Given task: Reproduce verbatim the lines of the data from the line containing "formatted like (167,489)." through the final line of the data, including both of those lines.

— Begin —

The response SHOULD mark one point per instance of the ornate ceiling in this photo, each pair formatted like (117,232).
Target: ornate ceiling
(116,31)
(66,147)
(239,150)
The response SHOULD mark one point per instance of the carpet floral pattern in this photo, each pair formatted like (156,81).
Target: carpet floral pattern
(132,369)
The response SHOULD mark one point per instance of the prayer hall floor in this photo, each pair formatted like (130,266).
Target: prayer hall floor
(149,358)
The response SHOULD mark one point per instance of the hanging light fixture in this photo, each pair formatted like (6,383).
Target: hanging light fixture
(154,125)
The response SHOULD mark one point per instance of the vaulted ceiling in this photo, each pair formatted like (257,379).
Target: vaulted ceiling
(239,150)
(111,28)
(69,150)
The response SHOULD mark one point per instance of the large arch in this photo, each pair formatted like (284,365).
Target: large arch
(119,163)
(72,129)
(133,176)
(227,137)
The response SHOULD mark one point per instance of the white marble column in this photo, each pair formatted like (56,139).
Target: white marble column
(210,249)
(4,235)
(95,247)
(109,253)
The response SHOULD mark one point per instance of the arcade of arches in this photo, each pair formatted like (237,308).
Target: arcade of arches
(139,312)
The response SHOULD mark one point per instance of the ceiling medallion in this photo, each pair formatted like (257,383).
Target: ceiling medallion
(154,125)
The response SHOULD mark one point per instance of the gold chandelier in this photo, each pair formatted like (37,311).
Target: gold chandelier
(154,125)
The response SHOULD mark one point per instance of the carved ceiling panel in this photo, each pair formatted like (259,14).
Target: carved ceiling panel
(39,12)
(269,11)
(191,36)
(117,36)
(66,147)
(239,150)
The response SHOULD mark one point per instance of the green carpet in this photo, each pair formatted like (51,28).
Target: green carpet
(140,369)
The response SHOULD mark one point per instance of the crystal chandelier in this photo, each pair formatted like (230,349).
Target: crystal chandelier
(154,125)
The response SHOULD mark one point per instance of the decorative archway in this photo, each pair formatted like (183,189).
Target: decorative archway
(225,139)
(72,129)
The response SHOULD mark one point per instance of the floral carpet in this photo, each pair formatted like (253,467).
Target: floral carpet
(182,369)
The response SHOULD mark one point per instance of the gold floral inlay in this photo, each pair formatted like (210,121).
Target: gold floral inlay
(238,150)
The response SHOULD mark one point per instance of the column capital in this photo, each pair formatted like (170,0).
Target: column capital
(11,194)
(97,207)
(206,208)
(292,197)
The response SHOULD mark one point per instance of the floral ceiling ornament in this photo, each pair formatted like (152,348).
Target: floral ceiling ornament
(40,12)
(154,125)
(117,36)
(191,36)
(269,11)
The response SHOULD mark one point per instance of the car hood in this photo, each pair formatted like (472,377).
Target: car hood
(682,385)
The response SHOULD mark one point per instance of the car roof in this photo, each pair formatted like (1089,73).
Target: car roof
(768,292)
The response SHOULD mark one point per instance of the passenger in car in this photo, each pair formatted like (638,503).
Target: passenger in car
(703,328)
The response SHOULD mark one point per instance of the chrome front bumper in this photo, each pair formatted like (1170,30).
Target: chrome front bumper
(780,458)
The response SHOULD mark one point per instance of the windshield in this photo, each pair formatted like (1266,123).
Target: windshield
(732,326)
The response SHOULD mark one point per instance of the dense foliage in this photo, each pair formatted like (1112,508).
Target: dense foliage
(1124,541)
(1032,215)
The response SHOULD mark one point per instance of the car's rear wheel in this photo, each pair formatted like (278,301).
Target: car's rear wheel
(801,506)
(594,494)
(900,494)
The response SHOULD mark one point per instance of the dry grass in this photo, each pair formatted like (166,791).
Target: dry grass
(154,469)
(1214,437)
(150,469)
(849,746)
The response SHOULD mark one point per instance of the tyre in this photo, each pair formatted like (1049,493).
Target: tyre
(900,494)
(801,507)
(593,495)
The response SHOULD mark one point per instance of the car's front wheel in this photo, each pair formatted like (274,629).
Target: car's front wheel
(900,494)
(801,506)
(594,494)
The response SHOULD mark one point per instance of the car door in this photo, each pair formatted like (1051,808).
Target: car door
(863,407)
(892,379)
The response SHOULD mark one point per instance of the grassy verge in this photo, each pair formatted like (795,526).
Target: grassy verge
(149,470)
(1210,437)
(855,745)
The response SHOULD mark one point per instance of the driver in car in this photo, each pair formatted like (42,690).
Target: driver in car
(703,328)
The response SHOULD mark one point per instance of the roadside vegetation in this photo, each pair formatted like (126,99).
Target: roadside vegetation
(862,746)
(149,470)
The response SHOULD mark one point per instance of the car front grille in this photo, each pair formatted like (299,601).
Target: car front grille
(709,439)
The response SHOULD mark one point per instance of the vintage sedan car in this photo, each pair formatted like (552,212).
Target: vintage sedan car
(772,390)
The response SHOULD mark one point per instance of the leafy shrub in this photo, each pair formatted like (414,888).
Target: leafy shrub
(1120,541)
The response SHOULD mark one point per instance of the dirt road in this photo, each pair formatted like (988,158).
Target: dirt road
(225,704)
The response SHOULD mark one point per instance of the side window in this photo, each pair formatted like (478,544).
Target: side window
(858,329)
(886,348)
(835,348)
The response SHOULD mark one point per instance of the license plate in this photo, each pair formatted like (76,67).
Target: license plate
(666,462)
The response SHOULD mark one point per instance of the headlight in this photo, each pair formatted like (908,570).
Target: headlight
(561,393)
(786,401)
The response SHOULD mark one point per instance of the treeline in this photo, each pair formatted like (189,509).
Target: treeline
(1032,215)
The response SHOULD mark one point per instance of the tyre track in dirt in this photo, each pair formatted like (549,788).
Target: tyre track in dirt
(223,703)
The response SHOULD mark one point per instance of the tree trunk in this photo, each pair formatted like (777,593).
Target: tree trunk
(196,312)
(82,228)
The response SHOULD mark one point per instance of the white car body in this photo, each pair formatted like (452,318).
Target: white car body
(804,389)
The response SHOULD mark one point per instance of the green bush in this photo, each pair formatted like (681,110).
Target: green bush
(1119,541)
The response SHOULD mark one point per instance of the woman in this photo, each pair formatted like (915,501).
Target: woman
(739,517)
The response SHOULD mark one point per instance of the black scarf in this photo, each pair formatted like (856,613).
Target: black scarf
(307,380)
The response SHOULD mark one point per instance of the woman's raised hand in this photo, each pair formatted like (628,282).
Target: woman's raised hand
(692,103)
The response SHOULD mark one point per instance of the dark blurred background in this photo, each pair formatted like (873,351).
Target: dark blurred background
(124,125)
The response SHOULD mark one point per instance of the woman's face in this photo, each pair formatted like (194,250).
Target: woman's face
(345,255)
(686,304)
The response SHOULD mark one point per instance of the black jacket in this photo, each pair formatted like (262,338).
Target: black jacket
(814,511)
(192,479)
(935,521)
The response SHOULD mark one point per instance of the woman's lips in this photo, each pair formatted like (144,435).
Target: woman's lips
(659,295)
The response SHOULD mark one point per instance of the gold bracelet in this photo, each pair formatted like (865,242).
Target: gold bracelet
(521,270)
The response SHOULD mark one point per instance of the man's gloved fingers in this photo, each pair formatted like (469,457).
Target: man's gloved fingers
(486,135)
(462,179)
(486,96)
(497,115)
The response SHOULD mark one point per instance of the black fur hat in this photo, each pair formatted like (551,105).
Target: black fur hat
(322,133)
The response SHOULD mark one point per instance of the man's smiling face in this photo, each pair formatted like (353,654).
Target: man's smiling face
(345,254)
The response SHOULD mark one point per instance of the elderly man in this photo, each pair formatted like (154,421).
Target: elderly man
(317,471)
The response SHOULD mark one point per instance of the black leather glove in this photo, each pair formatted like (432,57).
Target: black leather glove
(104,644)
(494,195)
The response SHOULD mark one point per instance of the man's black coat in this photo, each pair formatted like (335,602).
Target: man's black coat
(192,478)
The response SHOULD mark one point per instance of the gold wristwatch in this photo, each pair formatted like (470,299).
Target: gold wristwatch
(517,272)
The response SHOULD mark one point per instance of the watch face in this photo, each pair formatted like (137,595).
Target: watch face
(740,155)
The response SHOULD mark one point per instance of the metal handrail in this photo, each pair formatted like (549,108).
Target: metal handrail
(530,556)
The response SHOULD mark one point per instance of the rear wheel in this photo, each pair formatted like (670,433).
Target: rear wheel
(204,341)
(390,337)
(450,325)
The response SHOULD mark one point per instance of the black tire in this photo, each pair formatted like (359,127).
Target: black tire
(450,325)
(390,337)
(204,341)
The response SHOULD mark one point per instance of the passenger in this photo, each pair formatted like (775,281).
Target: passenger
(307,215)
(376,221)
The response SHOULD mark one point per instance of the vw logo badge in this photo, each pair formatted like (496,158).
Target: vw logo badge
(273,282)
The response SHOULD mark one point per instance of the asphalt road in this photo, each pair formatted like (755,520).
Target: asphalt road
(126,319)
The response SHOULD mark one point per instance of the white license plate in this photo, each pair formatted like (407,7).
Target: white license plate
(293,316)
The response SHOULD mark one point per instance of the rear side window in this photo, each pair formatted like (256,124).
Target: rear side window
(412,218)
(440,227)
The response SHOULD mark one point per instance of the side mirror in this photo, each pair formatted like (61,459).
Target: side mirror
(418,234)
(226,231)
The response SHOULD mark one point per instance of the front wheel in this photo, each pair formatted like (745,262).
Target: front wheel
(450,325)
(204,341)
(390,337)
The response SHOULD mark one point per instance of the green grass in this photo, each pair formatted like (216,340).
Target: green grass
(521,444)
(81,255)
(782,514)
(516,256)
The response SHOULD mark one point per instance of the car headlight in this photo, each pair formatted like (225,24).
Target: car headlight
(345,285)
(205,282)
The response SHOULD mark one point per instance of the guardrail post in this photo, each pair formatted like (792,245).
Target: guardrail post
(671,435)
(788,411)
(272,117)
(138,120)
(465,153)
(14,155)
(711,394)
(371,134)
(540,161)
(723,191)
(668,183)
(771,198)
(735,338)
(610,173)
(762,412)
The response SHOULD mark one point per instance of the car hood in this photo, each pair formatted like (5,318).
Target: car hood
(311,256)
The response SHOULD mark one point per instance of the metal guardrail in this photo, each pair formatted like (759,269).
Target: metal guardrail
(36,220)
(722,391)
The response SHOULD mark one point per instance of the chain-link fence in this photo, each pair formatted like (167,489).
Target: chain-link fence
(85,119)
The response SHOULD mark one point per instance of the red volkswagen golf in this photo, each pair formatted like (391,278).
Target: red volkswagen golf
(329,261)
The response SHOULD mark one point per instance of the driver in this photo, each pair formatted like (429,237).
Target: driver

— End —

Answer to this problem:
The response SHOULD mark one point per instance of the chain-link fence in this photo, each pair formatted like (167,489).
Target: chain-link fence
(85,119)
The response SHOULD mark one point per instance of the red volkswagen golf in this photo, each pair formatted like (391,278).
Target: red volkswagen golf
(329,261)
The response SHOULD mark one point per instance of the driver in this photo, each pair formatted like (429,237).
Target: driver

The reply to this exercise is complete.